_Challenge a_:
Using the polynomial discussion below, decide whether each statement agrees with it. Answer yes or no for each, quoting the deciding words exactly.
(i) The first comment says a polynomial can be defined as a power series.
(ii) The reply says high degree polynomials are impossible to work with.
(iii) The reply says concrete examples where naive approaches fail are hard to find.

---- Page

I believe the author assumes that it's clear to the reader that there is a distinction between how a mathematical object is defined, and how it's computationally used. A polynomial can be defined as a power series, but it's not how they are computationally used. In this sense, the author was mistaken.

But it's not that the problems are "circumvented", in the sense that it's a kind of a hack or a patch, but they are solved, in the sense that there is a systematic way to correctly compute with polynomials.


Replies

constantcryingyesterday at 12:35 PM

>But it's not that the problems are "circumvented", in the sense that it's a kind of a hack or a patch, but they are solved, in the sense that there is a systematic way to correctly compute with polynomials.

But the author does not even acknowledge that there is a wrong way. He claims that it is just a "MYTH" that polynomials have huge problems.

Read the article, nowhere does the author acknowledge that these numerical issues exist at all. Nowhere does the author talk about why the specific methods he uses work or even acknowledge that had he used a naive approach and written the polynomials as a power series over a large interval everything would have fallen apart.

Surely the "MYTH" that high degree polynomials are dangerous is not a myth. Concrete examples where naive approaches fail are trivially easy to find.

Again. I think you are missing the point entirely. I am not saying that these Fourier type projections are "wrong" or "bad" or "numerically unstable" or that you can't write an article about those or that high degree polynomials are impossible to work with.

I am saying that if you claim that it is a "MYTH" that high degree polynomials are dangerous, you should mention why people think that is the case and why your method works. Everything else seems totally disingenuous.

--------
---- Rows

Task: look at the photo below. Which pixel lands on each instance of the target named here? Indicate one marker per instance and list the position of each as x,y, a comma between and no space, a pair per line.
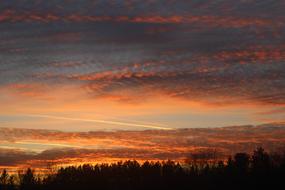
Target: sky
77,66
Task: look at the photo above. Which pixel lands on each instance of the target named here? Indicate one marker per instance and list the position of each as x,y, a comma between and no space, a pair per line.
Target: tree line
260,170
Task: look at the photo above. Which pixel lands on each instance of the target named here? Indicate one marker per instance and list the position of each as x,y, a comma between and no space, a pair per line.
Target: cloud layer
227,51
40,148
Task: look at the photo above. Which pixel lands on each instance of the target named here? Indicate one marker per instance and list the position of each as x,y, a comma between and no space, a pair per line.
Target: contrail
100,121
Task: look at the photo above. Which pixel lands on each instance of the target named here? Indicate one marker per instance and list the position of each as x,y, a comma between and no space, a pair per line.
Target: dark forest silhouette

--------

_Challenge b_: Set out all the lines of the listing above as a numbered list, skipping blank lines and leaving out the pictures.

_Full output a_:
(i) Yes: "A polynomial can be defined as a power series, but it's not how they are computationally used."
(ii) No: "I am not saying that these Fourier type projections are "wrong" or "bad" or "numerically unstable" or that you can't write an article about those or that high degree polynomials are impossible to work with."
(iii) No: "Concrete examples where naive approaches fail are trivially easy to find."

_Full output b_:
1. Task: look at the photo below. Which pixel lands on each instance of the target named here? Indicate one marker per instance and list the position of each as x,y, a comma between and no space, a pair per line.
2. Target: sky
3. 77,66
4. Task: look at the photo above. Which pixel lands on each instance of the target named here? Indicate one marker per instance and list the position of each as x,y, a comma between and no space, a pair per line.
5. Target: tree line
6. 260,170
7. Task: look at the photo above. Which pixel lands on each instance of the target named here? Indicate one marker per instance and list the position of each as x,y, a comma between and no space, a pair per line.
8. Target: cloud layer
9. 227,51
10. 40,148
11. Task: look at the photo above. Which pixel lands on each instance of the target named here? Indicate one marker per instance and list the position of each as x,y, a comma between and no space, a pair per line.
12. Target: contrail
13. 100,121
14. Task: look at the photo above. Which pixel lands on each instance of the target named here? Indicate one marker per instance and list the position of each as x,y, a comma between and no space, a pair per line.
15. Target: dark forest silhouette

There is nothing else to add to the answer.